**Task instructions:** Copy out every one of the rows below verbatim, changing nothing.

A run of rows
========================
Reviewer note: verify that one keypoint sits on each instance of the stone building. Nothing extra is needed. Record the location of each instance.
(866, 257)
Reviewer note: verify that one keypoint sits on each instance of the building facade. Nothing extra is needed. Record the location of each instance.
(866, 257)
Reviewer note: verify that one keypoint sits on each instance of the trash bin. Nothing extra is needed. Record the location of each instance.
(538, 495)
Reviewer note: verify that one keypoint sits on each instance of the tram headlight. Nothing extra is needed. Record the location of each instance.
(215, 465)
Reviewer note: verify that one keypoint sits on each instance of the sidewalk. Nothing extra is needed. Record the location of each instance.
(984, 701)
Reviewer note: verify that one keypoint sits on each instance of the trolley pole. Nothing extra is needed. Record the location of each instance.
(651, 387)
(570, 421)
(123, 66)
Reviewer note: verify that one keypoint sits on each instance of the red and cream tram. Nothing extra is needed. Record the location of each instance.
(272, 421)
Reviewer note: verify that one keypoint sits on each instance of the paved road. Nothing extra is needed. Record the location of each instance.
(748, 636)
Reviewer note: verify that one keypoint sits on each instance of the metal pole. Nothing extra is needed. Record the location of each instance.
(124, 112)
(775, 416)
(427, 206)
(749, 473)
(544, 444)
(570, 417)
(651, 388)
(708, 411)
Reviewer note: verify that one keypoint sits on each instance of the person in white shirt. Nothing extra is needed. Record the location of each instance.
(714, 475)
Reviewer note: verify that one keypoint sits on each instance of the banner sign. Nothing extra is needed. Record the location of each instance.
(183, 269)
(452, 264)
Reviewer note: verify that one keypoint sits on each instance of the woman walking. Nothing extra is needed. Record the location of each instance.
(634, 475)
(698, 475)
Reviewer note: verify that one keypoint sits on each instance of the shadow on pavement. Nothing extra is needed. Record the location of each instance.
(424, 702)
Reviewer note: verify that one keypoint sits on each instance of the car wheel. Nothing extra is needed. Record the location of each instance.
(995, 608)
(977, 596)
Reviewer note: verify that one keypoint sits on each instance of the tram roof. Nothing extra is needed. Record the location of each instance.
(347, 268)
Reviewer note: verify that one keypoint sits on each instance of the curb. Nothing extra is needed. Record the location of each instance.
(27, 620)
========================
**Reply to the exercise:**
Reviewer note: verify that one keypoint sits on each instance of the stone building. Nothing extra is needed. Record the location of each instance.
(866, 257)
Reviewer note: verify that one keypoint sits on each instance of the building facade. Nothing extra is needed. Record the location of each instance.
(866, 257)
Reviewer note: verify that one keypoint sits on each instance of the trash bin. Nothing extra is needed. Record the location of each instance.
(538, 495)
Reviewer note: verify that one keypoint sits on each instance of the tram headlight. Nothing extra is needed. Record the location of each instance.
(215, 465)
Reviewer note: verify that one keypoint sits on each instance of the sidewalk. Nothing extra is needed. Record the location of each instance.
(984, 701)
Reviewer note: verify that one keypoint sits on each instance of the trolley pole. Nothing extra is needed. Record the location of each instance.
(651, 387)
(570, 421)
(123, 66)
Reviewer note: verify that one keypoint sits on each instance of the red and cream tram. Nothing extra is needed. Record the location of each instance.
(272, 421)
Reviewer note: verify that one keypoint sits on each instance of the paved road. Nothing extra is needed. Record the location of each instance.
(748, 636)
Reviewer note: verify that one keypoint sits on each instance of the metal pole. Nothing extra is needed. Record the location of each instance.
(124, 112)
(775, 416)
(427, 206)
(749, 473)
(544, 444)
(570, 417)
(651, 388)
(708, 411)
Reviewer note: verify that one keypoint sits on each instance of the person in white shirt. Nothing extra is needed. Record the location of each instance.
(714, 475)
Reviewer note: verify that one keypoint sits on each instance of the banner sign. Nothing extra is needed. Record the location of each instance.
(183, 269)
(452, 264)
Reviewer note: verify that one keypoint sits on each instance of the woman walking. Nothing extra is needed. Record the location of each instance.
(634, 475)
(698, 475)
Reviewer note: verify that one keypoint sits on each instance of the shadow on pavement. Nothing extra is needed. Record the location of each instance.
(424, 702)
Reviewer note: verify that one keypoint sits on each instance of the car wheel. Nothing extra is needed. Record the location of each instance.
(995, 608)
(977, 596)
Reviewer note: verify that one keypoint sits on each instance of the tram roof. Nothing extra is needed. Record the location of each instance.
(347, 268)
Reviewer note: verify that one keypoint sits on each instance of the curb. Nothing extra is needed. Record the location of each instance.
(27, 620)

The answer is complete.